▸ Prompt
A faithful, complete copy of the records is required.

### Given information

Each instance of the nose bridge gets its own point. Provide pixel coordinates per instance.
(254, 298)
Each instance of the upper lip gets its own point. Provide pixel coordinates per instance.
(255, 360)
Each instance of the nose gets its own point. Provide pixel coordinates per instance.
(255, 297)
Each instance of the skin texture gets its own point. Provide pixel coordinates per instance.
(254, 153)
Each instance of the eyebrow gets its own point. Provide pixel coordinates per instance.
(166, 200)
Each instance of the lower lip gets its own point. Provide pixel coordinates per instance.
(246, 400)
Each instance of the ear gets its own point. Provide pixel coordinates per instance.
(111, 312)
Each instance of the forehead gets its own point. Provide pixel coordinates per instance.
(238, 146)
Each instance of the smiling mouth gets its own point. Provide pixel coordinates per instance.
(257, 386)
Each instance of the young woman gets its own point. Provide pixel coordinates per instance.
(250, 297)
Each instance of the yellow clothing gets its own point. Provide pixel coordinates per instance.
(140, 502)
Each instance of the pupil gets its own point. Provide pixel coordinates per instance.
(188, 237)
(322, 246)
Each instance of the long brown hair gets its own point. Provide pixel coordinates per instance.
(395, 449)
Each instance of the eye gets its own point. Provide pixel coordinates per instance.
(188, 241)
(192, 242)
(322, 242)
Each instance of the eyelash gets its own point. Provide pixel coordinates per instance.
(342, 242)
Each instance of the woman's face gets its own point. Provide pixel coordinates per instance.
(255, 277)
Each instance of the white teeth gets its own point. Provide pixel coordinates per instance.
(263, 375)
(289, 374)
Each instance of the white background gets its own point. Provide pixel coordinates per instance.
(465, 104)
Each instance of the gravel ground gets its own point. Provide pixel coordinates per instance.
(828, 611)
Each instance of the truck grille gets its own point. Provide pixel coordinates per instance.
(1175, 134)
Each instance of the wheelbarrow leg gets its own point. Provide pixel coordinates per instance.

######

▸ Answer to this exercise
Each instance of the nose bridge gets its own point. Provide pixel coordinates per instance.
(254, 298)
Each instance of the upper lip gets its own point. Provide pixel coordinates per instance.
(255, 360)
Each instance of the nose gets its own point. Provide pixel coordinates per instance.
(255, 297)
Each instance of the skin texture gets its own point. Provide pixel coordinates per instance.
(254, 153)
Each instance of the eyebrow gets its own point. Provide pixel coordinates per instance.
(166, 200)
Each instance of the lower lip gets its own point. Provide pixel coordinates per instance.
(246, 400)
Each instance of the ear gets its own point. Provide pixel coordinates per instance.
(111, 312)
Each instance of the forehead gets its own point. Provide pixel coordinates per instance.
(238, 146)
Each instance of the smiling mouth gets its own point. Provide pixel coordinates per instance.
(257, 386)
Each instance of the young woman gets its own point. Provide pixel coordinates per instance.
(250, 297)
Each instance of the yellow clothing gets its own point. Provide pixel coordinates per instance.
(140, 502)
Each instance of the pupil gets its own point. Provide pixel coordinates per instance.
(188, 237)
(322, 246)
Each instance of the long brown hair gets its own point. Provide pixel coordinates per instance.
(395, 449)
Each instance of the eye gets its own point. Provide pixel coordinates per instance.
(188, 241)
(192, 242)
(322, 242)
Each instance of the eyelash gets its own point. Provide pixel coordinates per instance.
(342, 242)
Each instance of the woman's face gets its own point. Provide pixel coordinates per instance.
(255, 277)
Each instance of the white teeth gets its own point. Provide pixel coordinates per instance.
(263, 375)
(289, 374)
Each instance of the white background gets its own point. Provide pixel coordinates per instance.
(465, 104)
Each instance of the gravel ground gets its own point. Provide pixel coordinates per instance.
(828, 611)
Each instance of the truck grille gets its own point. Provide pixel coordinates per instance.
(1175, 134)
Each instance of the wheelbarrow leg gets its own point. Provide pixel coordinates per instance.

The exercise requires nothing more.